▶ **Task requirements**:
Using the popcorn and bees text below, answer these questions:
1. Which film set the record $208 million opening?
2. Which group launched a campaign against Pop Secret?
3. By what percentage have honeybee populations grown worldwide since 1961?

▶ **Text shown**:
════
The Christmas season has always been an important time for Hollywood’s box-office numbers — 2015 being no exception, with Star Wars: The Force Awakens expected to shatter the record $208 million opening set by last summer’s Jurassic World.

But with most of the money from ticket sales going back to the studios, movie theaters now make most of their profits from concessions sales — reviving the old joke that a movie theater owner is essentially the proprietor of a popcorn stand. But that could all change if environmental zealots have their way.

The Center for Food Safety (CFS) recently launched a campaign against Pop Secret: threatening a boycott, calling its product “dirty,” and claiming the popcorn giant was contributing to massive bee-population declines through the use of insecticides on the corn crop.

Harrowing stuff, but the environmentalists’ dirty little secret is that bees are actually doing fine.

According to the U.S. Department of Agriculture, honeybee colonies in the United States, Canada, and Europe have been stable or growing for over two decades. In fact, honeybee populations are up by 80 percent worldwide since 1961. Even the Washington Post recently declared it’s time to “Call off the bee-pocalypse.”
════
▶ **Information provided**:
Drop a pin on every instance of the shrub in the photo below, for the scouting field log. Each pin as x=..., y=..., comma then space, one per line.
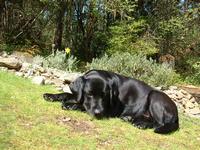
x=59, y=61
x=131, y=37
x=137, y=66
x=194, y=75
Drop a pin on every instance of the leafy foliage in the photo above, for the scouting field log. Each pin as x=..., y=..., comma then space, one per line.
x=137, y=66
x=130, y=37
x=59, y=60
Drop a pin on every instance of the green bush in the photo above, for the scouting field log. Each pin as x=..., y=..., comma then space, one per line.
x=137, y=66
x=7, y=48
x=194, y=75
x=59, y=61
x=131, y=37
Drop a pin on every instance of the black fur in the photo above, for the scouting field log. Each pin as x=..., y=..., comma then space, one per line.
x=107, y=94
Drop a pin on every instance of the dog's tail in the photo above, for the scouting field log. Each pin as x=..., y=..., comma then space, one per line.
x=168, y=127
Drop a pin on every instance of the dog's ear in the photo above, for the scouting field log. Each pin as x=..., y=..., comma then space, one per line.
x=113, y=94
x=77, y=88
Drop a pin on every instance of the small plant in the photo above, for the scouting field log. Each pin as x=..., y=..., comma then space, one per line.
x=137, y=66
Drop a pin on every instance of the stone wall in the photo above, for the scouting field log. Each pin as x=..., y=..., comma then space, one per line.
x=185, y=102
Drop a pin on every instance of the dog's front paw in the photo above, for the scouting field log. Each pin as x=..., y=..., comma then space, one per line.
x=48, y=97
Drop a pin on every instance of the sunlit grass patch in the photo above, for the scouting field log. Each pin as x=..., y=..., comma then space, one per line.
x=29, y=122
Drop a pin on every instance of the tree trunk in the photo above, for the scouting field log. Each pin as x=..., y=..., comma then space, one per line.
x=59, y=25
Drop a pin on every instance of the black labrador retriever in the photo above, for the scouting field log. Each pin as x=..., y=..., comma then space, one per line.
════
▶ **Expected answer**:
1. Jurassic World
2. The Center for Food Safety (CFS)
3. 80 percent